§ **TASK DETAILS**
Could you reproduce all of the records below with each occurrence of "https://vision.api/detect" replaced by "https://vision.api/v2/detect" and every other character left as is?

(Object detection data)

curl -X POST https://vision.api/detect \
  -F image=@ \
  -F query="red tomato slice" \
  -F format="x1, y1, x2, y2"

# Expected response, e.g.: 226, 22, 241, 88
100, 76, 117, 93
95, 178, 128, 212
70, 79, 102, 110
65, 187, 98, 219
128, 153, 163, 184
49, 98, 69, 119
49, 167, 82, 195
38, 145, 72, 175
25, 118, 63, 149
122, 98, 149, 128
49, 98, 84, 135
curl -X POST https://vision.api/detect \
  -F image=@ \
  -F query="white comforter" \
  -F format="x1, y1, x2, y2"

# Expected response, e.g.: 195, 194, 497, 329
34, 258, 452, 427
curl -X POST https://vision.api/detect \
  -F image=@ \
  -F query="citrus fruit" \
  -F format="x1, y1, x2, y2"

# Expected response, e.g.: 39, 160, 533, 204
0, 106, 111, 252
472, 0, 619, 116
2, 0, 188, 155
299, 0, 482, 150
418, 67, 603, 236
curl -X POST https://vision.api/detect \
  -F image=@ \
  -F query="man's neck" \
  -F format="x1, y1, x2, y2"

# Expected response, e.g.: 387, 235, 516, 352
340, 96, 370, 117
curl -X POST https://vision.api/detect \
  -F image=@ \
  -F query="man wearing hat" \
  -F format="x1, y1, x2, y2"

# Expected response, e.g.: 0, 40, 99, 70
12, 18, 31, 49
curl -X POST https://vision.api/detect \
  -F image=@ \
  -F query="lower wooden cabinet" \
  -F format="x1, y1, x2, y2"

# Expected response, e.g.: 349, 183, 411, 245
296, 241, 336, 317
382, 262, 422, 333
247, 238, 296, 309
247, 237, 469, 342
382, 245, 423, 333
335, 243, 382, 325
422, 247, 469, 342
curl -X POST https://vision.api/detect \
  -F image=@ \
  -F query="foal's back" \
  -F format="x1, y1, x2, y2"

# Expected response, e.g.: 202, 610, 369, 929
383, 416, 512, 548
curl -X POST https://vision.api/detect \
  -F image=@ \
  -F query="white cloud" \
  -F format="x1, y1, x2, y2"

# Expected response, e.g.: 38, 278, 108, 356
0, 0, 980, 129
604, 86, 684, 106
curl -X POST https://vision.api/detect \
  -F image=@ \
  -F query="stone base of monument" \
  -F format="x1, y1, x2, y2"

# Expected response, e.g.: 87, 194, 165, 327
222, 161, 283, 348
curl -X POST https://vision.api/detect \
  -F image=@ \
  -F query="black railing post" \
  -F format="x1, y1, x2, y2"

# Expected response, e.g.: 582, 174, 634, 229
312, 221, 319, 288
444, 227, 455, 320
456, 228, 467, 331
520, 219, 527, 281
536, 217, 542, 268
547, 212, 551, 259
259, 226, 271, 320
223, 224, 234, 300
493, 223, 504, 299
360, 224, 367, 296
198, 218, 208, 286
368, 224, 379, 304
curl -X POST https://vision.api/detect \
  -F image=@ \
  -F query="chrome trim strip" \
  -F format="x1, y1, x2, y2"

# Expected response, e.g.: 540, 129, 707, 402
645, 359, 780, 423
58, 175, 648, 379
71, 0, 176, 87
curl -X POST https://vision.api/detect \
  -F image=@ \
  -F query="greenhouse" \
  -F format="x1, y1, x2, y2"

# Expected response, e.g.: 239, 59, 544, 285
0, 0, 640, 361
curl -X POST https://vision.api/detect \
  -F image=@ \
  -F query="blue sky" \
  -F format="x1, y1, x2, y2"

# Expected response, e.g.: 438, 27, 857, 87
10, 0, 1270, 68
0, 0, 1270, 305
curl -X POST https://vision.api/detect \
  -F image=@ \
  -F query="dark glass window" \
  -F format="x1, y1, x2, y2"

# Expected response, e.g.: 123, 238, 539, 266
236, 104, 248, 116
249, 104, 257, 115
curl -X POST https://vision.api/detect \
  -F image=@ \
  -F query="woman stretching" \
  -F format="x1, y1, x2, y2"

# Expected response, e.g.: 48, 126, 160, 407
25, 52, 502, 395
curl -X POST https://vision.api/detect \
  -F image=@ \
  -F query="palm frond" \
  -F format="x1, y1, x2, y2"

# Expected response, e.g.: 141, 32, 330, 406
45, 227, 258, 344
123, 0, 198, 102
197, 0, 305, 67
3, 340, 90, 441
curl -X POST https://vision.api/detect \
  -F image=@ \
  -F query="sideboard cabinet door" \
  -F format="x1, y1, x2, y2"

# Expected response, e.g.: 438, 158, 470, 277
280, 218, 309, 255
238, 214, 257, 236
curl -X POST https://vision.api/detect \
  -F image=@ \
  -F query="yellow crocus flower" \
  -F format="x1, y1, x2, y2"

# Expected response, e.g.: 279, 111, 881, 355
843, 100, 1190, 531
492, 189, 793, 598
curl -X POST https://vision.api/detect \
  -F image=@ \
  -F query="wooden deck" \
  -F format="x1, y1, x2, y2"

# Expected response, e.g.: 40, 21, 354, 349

§ **RESULT OF THE EXERCISE**
curl -X POST https://vision.api/v2/detect \
  -F image=@ \
  -F query="red tomato slice" \
  -F format="x1, y1, x2, y2"

# Expected response, e.g.: 226, 22, 241, 88
100, 76, 117, 93
95, 178, 128, 212
70, 79, 102, 110
65, 187, 98, 219
128, 153, 163, 184
49, 98, 69, 119
49, 167, 82, 195
38, 145, 72, 175
25, 118, 63, 149
122, 98, 149, 128
49, 98, 84, 135
curl -X POST https://vision.api/v2/detect \
  -F image=@ \
  -F query="white comforter" \
  -F format="x1, y1, x2, y2"

# Expected response, e.g.: 195, 194, 497, 329
34, 258, 452, 427
curl -X POST https://vision.api/v2/detect \
  -F image=@ \
  -F query="citrus fruit" \
  -F format="x1, y1, x2, y2"

# Expected response, e.g.: 39, 160, 533, 204
0, 106, 111, 252
472, 0, 619, 116
2, 0, 188, 155
299, 0, 482, 150
418, 67, 603, 236
curl -X POST https://vision.api/v2/detect \
  -F image=@ \
  -F query="man's neck" \
  -F format="x1, y1, x2, y2"

# Expected response, e.g.: 387, 235, 516, 352
340, 96, 370, 117
curl -X POST https://vision.api/v2/detect \
  -F image=@ \
  -F query="man wearing hat" \
  -F format="x1, y1, x2, y2"

# Expected response, e.g.: 0, 40, 99, 70
12, 18, 31, 49
curl -X POST https://vision.api/v2/detect \
  -F image=@ \
  -F query="lower wooden cabinet" \
  -F format="x1, y1, x2, y2"

# Expected response, e.g.: 349, 183, 411, 245
296, 241, 336, 317
382, 262, 422, 333
247, 238, 296, 309
247, 237, 469, 342
382, 245, 423, 333
335, 243, 382, 325
422, 247, 469, 342
curl -X POST https://vision.api/v2/detect \
  -F image=@ \
  -F query="foal's back" \
  -F format="x1, y1, x2, y2"

# Expected response, e.g.: 202, 610, 369, 929
383, 416, 512, 548
curl -X POST https://vision.api/v2/detect \
  -F image=@ \
  -F query="white cloud" \
  -F format="x1, y1, x2, y2"

# Expected response, e.g.: 38, 278, 108, 356
0, 0, 980, 129
604, 86, 684, 106
curl -X POST https://vision.api/v2/detect \
  -F image=@ \
  -F query="stone base of monument" \
  -F format="x1, y1, x2, y2"

# Expected response, e.g.: 87, 194, 165, 327
222, 161, 283, 348
curl -X POST https://vision.api/v2/detect \
  -F image=@ \
  -F query="black railing post" \
  -F format="x1, y1, x2, y2"

# Expected response, e.g.: 582, 174, 634, 229
312, 221, 319, 288
444, 227, 455, 320
456, 228, 467, 331
520, 219, 527, 281
536, 217, 542, 268
547, 212, 551, 259
259, 226, 271, 320
223, 224, 234, 300
493, 223, 504, 299
360, 224, 367, 296
198, 218, 208, 286
368, 224, 379, 304
curl -X POST https://vision.api/v2/detect \
  -F image=@ \
  -F query="chrome trim strip" \
  -F format="x1, y1, x2, y2"

# Expected response, e.g.: 540, 129, 707, 402
645, 359, 780, 423
58, 175, 648, 379
71, 0, 176, 87
curl -X POST https://vision.api/v2/detect \
  -F image=@ \
  -F query="greenhouse" \
  -F format="x1, y1, x2, y2"

# Expected response, e.g.: 239, 59, 544, 285
0, 0, 640, 361
curl -X POST https://vision.api/v2/detect \
  -F image=@ \
  -F query="blue sky" \
  -F format="x1, y1, x2, y2"

# Expected response, e.g.: 438, 27, 857, 87
10, 0, 1270, 68
0, 0, 1270, 305
curl -X POST https://vision.api/v2/detect \
  -F image=@ \
  -F query="dark glass window" \
  -F format="x1, y1, x2, y2"

# Expected response, e.g.: 123, 238, 539, 266
236, 104, 248, 116
249, 104, 257, 115
curl -X POST https://vision.api/v2/detect \
  -F image=@ \
  -F query="woman stretching" \
  -F format="x1, y1, x2, y2"

# Expected response, e.g.: 48, 126, 160, 407
25, 52, 502, 395
curl -X POST https://vision.api/v2/detect \
  -F image=@ \
  -F query="palm frond" \
  -F format="x1, y1, x2, y2"

# Expected response, e.g.: 141, 32, 330, 406
45, 227, 258, 344
123, 0, 198, 102
197, 0, 305, 67
3, 340, 90, 441
curl -X POST https://vision.api/v2/detect \
  -F image=@ \
  -F query="sideboard cabinet door" \
  -F format="x1, y1, x2, y2"

# Expected response, e.g.: 438, 158, 470, 277
280, 218, 309, 255
238, 214, 257, 236
curl -X POST https://vision.api/v2/detect \
  -F image=@ \
  -F query="yellow crocus flower" \
  -F format="x1, y1, x2, y2"

# Expected response, e.g.: 279, 111, 881, 355
843, 100, 1190, 531
492, 189, 793, 598
curl -X POST https://vision.api/v2/detect \
  -F image=@ \
  -F query="wooden deck" \
  -F format="x1, y1, x2, y2"

# Expected response, e.g.: 40, 21, 354, 349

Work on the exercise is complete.